WHAT YOU NEED TO DO:
Every entry must be duplicated precisely as written.

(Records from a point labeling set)
=====

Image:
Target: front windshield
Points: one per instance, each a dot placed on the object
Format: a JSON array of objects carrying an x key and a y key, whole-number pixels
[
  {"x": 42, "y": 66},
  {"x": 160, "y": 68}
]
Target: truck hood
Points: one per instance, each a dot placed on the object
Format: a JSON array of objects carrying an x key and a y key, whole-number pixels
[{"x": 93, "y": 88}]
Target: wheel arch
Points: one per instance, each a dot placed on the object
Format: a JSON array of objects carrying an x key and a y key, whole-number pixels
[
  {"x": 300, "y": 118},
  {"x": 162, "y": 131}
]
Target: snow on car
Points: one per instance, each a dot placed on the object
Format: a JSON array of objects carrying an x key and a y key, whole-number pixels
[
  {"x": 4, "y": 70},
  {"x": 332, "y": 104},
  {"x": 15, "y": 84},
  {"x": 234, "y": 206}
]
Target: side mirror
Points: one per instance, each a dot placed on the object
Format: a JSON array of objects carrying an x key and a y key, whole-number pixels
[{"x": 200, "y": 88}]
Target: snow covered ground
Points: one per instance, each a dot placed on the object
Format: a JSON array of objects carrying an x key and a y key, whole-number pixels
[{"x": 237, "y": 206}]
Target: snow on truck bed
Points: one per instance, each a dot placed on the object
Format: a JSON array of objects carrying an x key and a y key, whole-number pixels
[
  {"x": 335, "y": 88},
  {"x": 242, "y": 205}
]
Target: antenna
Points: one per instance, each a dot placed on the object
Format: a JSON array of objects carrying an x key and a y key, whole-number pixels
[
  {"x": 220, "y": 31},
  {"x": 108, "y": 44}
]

=====

RESULT FOR THIS EXERCISE:
Image:
Target: front windshield
Points: one per instance, each a dot placed on the object
Format: a JSON array of objects carrying an x key and a y key, whole-number pixels
[
  {"x": 42, "y": 66},
  {"x": 160, "y": 68}
]
Target: truck hood
Points: one per instance, each a dot placed on the object
Format: a JSON array of objects carrying an x key and a y key, whole-number pixels
[{"x": 93, "y": 88}]
Target: wheel arch
Points: one per instance, each a dot placed on the object
Format: a JSON array of objects carrying an x key and a y key, whole-number pixels
[
  {"x": 300, "y": 118},
  {"x": 162, "y": 131}
]
Target: snow on car
Points: one per instance, each a dot placed on the object
Format: a JSON array of objects carrying an x key and a y key, whole-number pixels
[
  {"x": 4, "y": 70},
  {"x": 332, "y": 104},
  {"x": 15, "y": 84},
  {"x": 234, "y": 206}
]
Target: side mirror
Points: one per instance, each a dot placed on the object
Format: a JSON array of objects carrying an x key and a y key, whole-number pixels
[{"x": 200, "y": 88}]
Target: snow covered ground
Points: one per instance, each a dot placed on the object
Format: a JSON array of objects carrying an x key and a y key, whole-number pixels
[{"x": 237, "y": 206}]
Target: snow on truck bed
Points: one per instance, each a dot placed on the object
Format: a JSON array of objects carrying an x key and a y key, whole-number pixels
[
  {"x": 335, "y": 88},
  {"x": 242, "y": 205}
]
Target: antenna
Points: one per instance, each a dot placed on the object
Format: a JSON array of objects carrying an x key and a y key, whole-number pixels
[
  {"x": 220, "y": 31},
  {"x": 108, "y": 44}
]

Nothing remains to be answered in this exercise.